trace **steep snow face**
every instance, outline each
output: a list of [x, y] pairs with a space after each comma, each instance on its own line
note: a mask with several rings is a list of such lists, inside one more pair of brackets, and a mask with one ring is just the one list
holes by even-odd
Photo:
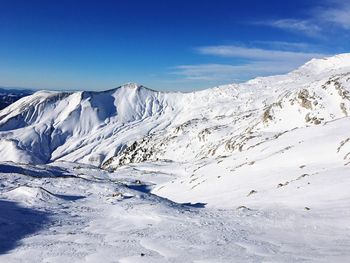
[[146, 160], [232, 155], [350, 112], [350, 55], [287, 74], [192, 93], [136, 84], [104, 92], [37, 92], [0, 111], [1, 161], [65, 160], [114, 169]]
[[164, 97], [133, 84], [105, 92], [37, 92], [0, 112], [0, 151], [17, 142], [2, 160], [45, 163], [67, 156], [99, 164], [127, 142], [114, 140], [127, 127], [148, 126], [134, 134], [143, 136], [157, 125], [149, 118], [173, 111]]

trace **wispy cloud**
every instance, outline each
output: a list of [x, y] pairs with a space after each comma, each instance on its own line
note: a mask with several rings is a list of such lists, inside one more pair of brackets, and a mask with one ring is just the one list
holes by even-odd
***
▶ [To do]:
Each record is to be copied word for word, with no images carried over.

▶ [Reply to the task]:
trace **steep snow face**
every instance, outline each
output: a list of [x, y] pairs with a space after each comma, each instance on its own line
note: a mask with several rings is a list of such lists, inside one more pair of brackets, and a mask with one ring is just the one list
holes by even-odd
Photo:
[[146, 160], [232, 155], [350, 112], [350, 55], [287, 74], [192, 93], [136, 84], [104, 92], [37, 92], [0, 111], [1, 161], [65, 160], [114, 169]]
[[164, 97], [133, 84], [105, 92], [37, 92], [0, 112], [0, 151], [17, 142], [2, 160], [45, 163], [67, 156], [99, 164], [127, 142], [114, 140], [127, 127], [148, 126], [134, 134], [143, 136], [157, 125], [149, 118], [173, 111]]

trace **wispy cloud**
every instance, outline each
output: a list of [x, y] pairs with a space after each comma, each instance on its own line
note: a mask with several rings is a list of such lists, inside one more pair of brackets, and a mask with one ring is just the one list
holes by even-odd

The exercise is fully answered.